Data listing
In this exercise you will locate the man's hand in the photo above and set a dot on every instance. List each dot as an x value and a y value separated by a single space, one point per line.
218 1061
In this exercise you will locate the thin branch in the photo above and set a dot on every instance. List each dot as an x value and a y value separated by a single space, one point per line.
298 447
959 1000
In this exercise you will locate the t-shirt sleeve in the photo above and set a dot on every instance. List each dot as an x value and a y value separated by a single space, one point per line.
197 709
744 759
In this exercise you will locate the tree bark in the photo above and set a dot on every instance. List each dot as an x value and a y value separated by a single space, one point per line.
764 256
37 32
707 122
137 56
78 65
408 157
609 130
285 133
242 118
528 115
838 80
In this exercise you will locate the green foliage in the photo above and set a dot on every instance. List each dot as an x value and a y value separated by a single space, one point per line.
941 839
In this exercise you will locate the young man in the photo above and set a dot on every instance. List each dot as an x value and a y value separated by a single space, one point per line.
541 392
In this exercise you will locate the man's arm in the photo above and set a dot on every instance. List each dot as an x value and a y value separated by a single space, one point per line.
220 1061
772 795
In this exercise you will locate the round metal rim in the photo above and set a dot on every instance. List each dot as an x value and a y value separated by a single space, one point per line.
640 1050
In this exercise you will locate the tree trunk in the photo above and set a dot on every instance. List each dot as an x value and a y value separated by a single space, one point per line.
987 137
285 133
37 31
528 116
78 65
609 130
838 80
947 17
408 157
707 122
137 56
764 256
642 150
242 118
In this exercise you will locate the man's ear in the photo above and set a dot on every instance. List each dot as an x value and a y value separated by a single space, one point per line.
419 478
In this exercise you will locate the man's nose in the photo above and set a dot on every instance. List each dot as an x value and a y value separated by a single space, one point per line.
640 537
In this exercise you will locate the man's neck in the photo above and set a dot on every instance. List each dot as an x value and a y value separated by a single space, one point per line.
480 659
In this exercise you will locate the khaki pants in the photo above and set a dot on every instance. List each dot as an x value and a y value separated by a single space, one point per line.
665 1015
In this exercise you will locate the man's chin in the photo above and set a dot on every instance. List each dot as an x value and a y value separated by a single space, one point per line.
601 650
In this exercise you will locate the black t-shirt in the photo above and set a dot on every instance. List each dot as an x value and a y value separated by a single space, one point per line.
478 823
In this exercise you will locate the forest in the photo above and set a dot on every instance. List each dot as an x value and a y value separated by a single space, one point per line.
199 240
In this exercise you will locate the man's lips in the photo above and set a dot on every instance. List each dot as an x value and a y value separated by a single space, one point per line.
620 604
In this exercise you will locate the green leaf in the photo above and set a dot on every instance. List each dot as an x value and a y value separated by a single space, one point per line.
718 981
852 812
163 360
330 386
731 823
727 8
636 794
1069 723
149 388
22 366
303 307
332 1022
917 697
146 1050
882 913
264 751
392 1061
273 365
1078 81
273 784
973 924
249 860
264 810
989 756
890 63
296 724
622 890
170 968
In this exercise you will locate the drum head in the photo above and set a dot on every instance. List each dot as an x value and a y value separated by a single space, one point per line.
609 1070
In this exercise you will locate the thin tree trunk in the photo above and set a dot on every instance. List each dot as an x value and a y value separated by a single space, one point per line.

Objective: Revise the listing above by replacing every "exercise" with "activity" and leaving everything else unchanged.

Full response:
In this activity you will locate the man's hand in the photo above and set a dot on every instance. List each dot as an x value and a y value separated by a single space, one point per line.
218 1061
In this activity you will locate the thin branch in the photo above and set a dot on every instance. List each dot as an x value and a y value separated by a single space, one point per line.
298 447
959 1000
In this activity you will locate the t-shirt sleeve in the photo above and set a dot on every instance. List each dot as an x value and a y value separated by a single space, one point per line.
197 709
744 759
In this activity you will locate the tree bark in the photo above and set a dot on every instance. List each dot as an x value and a y value separated by a single space, one point per line.
764 256
37 32
707 122
137 56
78 65
408 157
609 130
285 133
242 118
528 115
838 80
In this activity you will locate the green foliage in the photo above and set a dot on every instance. List each dot as an x value and a y value separated by a single space, one point per line.
941 839
In this activity you will locate the young man in the photo above and set a dot on every instance. List each dot as an x value and a y value separated by a single space, one point per line.
541 392
In this activity you will locate the man's arm in the photo above and set a dot on every instance. List each dot as an x value and a y value separated by a single space, one point per line.
220 1061
772 795
In this activity you will locate the round metal rim in the photo above and set a dot on every instance. List each dot as an x value and a y value separated by a single space, one point per line.
640 1050
In this activity you will locate the tree trunk in the photo above and set a dot on every instance. List each dot as an x value and a y value separated by a single space, one point per line.
987 137
285 133
37 31
528 116
78 65
609 130
838 80
947 17
408 157
707 122
137 56
764 256
642 150
242 118
In this activity you will locate the man's ear in the photo above and set a dot on every instance. List each dot as an x value and a y value separated by a single space, one point per line.
419 478
In this activity you will locate the man's nose in the photo above and set a dot on every instance. List each dot as an x value and a y value separated by a single space, one point per line.
640 537
In this activity you will locate the man's neck in the photo above and set a dot on every instance. List each dot as an x value and a y value separated by a single space, one point per line.
480 659
In this activity you will locate the khaki pants in the photo above and set a dot on every instance. List each dot as an x value and a y value separated by a single space, one point per line.
665 1015
In this activity you will locate the man's chin in the photo above and set a dot on every instance. List each dot as an x value and a y value separated by a single space, one point per line.
601 650
In this activity you will locate the black t-shirt in the photo above and set a dot on every instance. List each dot as an x value and a y value separated by a single space, one point per line.
478 823
In this activity you will locate the forest in the photo above and set a dot on every instance. List each dot as an x value and a y value separated by a single space, one point per line.
199 240
In this activity you will locate the man's lips in the photo above and set a dot on every instance. List each dot as an x value and a y value separated by a single space, one point per line.
620 604
In this activity you will locate the green leaf in the photo above and set a dot on every instance. List each dot as an x value and a y value separated by a single space, one point per line.
718 981
852 812
163 360
330 386
731 823
727 8
636 794
1069 723
149 388
22 366
303 307
332 1022
917 697
146 1050
882 913
264 751
392 1061
273 365
1078 81
273 784
973 924
249 860
264 810
989 756
890 63
296 724
622 890
170 968
In this activity you will locate the drum head in the photo above and set a dot on every instance. List each dot as an x value and a y value separated by a single space, one point per line.
609 1070
In this activity you will locate the thin tree trunk in the photo above and set a dot on every instance. List each dot as an x value and a y value separated by a single space, one point per line.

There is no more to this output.